[Entries taken from a collection]

-------

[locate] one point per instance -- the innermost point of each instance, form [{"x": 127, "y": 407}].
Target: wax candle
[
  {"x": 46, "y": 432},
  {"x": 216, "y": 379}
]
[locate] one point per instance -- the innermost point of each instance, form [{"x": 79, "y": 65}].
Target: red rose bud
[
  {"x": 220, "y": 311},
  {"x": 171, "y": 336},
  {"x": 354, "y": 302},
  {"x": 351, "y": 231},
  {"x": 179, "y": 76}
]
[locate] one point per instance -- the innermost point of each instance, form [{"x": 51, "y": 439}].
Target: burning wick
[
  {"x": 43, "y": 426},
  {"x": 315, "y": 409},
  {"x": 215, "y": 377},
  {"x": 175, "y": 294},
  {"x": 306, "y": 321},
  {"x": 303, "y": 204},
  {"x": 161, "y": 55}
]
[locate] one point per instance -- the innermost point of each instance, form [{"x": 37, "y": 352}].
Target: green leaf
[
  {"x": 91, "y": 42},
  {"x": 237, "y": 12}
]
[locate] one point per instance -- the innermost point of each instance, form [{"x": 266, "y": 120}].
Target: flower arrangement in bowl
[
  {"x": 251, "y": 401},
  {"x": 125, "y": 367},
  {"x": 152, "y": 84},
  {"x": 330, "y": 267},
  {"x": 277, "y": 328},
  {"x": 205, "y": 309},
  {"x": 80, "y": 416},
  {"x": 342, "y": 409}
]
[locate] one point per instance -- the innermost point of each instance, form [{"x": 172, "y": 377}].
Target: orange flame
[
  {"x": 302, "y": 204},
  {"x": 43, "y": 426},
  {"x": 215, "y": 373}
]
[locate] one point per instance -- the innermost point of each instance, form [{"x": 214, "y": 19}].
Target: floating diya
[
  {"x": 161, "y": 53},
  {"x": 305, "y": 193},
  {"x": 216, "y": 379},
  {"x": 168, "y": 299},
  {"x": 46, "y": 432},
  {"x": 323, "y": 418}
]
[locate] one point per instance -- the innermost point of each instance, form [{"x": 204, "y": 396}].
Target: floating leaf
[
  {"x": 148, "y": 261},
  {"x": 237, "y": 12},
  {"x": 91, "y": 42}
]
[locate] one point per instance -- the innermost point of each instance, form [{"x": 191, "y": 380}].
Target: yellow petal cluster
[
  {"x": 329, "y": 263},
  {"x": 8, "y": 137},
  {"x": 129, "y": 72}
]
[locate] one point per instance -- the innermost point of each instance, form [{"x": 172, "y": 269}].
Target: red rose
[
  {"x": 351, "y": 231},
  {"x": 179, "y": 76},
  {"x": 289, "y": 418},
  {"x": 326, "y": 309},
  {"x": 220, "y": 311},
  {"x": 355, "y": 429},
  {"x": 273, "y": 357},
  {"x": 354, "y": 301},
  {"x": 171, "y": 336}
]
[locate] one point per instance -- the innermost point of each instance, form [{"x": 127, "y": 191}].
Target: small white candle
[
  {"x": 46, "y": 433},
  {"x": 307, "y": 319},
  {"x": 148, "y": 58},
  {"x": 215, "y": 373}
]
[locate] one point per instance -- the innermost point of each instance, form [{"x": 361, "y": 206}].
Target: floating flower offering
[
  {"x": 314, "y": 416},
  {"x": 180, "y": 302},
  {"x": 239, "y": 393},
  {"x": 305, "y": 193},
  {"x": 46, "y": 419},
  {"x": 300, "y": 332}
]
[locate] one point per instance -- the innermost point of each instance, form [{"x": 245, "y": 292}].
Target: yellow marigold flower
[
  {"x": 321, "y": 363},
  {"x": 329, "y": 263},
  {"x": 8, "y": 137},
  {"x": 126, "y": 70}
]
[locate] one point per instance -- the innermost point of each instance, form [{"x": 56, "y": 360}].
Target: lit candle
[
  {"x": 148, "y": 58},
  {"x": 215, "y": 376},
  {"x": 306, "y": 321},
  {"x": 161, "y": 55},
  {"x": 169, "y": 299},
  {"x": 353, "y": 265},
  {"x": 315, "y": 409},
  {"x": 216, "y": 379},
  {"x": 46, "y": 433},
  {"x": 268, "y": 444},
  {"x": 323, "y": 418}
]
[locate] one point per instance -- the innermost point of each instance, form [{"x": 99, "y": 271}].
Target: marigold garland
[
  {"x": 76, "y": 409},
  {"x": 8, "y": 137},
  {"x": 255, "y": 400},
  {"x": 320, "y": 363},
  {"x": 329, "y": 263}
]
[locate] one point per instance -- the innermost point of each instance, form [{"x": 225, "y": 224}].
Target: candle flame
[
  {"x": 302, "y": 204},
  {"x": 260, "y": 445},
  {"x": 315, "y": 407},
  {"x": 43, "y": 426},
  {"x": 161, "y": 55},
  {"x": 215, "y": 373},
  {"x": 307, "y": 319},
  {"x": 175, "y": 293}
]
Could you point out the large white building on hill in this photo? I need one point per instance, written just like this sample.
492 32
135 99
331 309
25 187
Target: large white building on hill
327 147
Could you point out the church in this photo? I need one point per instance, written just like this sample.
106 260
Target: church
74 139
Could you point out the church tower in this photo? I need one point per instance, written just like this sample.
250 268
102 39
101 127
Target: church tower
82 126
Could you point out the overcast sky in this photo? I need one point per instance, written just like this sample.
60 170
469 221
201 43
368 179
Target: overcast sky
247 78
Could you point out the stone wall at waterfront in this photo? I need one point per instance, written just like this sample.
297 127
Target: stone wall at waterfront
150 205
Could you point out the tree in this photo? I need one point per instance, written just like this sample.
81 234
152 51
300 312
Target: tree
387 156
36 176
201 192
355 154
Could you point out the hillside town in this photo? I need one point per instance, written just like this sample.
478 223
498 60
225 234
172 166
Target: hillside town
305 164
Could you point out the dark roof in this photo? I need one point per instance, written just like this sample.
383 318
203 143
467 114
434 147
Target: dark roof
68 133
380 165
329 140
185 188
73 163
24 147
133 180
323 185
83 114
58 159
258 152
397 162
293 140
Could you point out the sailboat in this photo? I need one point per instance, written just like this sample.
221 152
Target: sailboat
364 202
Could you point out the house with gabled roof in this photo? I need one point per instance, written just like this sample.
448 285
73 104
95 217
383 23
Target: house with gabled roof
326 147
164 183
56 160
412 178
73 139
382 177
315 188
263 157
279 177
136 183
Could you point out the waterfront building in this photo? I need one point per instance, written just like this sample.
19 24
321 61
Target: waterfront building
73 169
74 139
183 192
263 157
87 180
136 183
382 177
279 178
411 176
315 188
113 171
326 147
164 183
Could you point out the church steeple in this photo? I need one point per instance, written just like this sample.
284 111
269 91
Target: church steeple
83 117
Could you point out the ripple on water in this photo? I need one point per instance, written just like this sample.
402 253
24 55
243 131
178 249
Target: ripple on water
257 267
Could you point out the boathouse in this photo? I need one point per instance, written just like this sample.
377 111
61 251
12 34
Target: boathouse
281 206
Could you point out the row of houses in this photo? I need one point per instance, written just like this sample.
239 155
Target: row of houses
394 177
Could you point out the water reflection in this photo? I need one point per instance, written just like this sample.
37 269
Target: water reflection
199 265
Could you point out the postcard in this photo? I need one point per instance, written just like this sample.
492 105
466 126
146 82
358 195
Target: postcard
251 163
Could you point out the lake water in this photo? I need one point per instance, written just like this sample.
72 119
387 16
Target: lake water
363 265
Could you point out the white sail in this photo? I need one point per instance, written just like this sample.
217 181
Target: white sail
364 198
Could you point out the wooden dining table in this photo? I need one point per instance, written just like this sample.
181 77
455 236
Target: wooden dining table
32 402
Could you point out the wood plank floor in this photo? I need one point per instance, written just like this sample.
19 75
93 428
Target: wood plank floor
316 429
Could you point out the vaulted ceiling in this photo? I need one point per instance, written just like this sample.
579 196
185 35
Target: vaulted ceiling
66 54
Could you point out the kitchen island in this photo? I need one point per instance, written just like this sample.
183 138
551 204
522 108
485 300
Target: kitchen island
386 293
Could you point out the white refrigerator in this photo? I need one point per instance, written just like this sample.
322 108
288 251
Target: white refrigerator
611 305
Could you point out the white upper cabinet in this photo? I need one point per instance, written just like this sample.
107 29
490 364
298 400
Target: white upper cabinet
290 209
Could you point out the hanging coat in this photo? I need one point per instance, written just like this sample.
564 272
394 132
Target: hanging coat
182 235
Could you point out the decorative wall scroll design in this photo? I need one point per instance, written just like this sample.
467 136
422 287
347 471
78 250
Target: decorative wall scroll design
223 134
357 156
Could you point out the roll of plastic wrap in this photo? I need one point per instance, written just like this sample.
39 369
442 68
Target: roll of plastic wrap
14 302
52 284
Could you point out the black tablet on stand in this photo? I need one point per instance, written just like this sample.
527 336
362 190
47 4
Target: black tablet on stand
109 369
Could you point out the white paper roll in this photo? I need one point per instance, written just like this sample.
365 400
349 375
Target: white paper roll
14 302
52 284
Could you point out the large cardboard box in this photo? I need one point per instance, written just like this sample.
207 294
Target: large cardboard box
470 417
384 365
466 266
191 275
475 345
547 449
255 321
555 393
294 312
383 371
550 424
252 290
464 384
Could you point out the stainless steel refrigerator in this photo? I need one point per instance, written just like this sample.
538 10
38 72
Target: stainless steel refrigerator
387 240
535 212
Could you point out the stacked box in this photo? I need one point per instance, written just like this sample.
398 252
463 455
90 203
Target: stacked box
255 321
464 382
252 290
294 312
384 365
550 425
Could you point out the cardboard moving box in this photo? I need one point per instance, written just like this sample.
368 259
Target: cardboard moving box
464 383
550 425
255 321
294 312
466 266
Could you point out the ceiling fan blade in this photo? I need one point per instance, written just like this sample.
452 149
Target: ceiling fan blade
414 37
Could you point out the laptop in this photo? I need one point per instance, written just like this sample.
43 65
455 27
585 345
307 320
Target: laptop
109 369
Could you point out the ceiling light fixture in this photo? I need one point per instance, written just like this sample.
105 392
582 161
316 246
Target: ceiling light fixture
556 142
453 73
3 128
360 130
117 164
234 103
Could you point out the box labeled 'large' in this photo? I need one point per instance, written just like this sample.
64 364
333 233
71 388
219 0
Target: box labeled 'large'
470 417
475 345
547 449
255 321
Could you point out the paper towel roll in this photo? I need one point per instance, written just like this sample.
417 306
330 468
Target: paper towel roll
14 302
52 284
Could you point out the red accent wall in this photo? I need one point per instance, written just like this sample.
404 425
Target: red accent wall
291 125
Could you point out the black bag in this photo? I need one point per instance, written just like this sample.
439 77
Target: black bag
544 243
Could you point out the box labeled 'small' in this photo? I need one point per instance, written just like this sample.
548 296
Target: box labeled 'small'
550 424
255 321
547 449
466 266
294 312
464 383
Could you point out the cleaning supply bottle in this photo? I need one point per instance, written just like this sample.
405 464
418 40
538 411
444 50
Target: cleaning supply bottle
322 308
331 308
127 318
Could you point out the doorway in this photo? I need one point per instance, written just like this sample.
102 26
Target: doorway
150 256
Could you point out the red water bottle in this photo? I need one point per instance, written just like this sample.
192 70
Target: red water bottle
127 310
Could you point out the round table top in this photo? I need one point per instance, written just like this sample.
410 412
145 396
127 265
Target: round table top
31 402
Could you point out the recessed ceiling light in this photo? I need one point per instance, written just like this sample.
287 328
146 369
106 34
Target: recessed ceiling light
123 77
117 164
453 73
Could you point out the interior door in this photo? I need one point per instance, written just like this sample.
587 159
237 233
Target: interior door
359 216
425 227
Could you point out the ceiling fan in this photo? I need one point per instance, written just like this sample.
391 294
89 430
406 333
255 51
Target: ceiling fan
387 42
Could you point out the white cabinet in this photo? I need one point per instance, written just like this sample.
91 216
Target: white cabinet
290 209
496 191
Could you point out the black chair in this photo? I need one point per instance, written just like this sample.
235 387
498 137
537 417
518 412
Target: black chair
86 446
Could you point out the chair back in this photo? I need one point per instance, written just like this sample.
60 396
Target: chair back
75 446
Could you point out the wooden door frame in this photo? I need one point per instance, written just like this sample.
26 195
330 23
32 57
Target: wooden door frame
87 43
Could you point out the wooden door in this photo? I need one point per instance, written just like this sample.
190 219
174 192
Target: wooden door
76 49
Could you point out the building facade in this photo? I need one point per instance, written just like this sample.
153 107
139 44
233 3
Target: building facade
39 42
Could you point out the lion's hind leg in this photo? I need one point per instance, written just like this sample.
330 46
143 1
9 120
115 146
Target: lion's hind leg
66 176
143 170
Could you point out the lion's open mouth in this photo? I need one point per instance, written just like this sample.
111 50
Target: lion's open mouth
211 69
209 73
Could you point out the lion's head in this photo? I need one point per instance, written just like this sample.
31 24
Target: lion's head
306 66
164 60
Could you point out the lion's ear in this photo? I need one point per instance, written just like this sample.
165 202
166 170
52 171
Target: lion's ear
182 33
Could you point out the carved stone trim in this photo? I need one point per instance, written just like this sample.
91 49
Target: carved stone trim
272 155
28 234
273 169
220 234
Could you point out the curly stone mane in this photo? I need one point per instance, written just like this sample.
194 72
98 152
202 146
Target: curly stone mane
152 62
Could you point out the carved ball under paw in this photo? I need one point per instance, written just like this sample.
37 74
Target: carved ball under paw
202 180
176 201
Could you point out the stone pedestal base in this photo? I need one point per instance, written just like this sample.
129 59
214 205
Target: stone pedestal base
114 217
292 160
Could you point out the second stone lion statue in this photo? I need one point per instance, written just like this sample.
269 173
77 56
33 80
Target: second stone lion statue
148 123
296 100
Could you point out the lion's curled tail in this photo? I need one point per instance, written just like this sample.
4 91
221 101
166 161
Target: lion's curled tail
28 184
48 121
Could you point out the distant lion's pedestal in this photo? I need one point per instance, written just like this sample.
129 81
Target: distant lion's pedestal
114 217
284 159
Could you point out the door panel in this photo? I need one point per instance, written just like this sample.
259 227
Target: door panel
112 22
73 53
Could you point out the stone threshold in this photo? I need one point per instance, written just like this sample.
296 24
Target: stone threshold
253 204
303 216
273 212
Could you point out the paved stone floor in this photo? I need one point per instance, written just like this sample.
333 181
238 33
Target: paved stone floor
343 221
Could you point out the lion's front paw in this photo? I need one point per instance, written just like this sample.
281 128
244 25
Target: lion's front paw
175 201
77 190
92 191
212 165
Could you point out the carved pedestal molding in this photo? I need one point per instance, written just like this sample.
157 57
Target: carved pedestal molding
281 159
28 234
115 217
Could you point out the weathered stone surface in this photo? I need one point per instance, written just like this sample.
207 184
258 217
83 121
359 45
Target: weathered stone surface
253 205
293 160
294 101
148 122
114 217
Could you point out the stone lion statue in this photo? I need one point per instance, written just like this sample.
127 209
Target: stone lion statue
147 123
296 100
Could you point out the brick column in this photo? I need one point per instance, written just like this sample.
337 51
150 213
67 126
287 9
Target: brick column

-------

* WORK ORDER
Every line from the one containing "Target: weathered stone surface" through the last line of the entries should be output exactly; nothing else belongs in the reply.

* SOLUTION
Target: weathered stone surface
253 205
293 160
294 101
148 122
114 217
Could you point out the stone lion statue in this photo? I need one point per instance, written just like this sample.
127 209
Target: stone lion statue
147 123
296 100
Could you point out the brick column in this photo? I need one point per instance, written just like this sample.
337 51
150 213
67 126
287 9
Target: brick column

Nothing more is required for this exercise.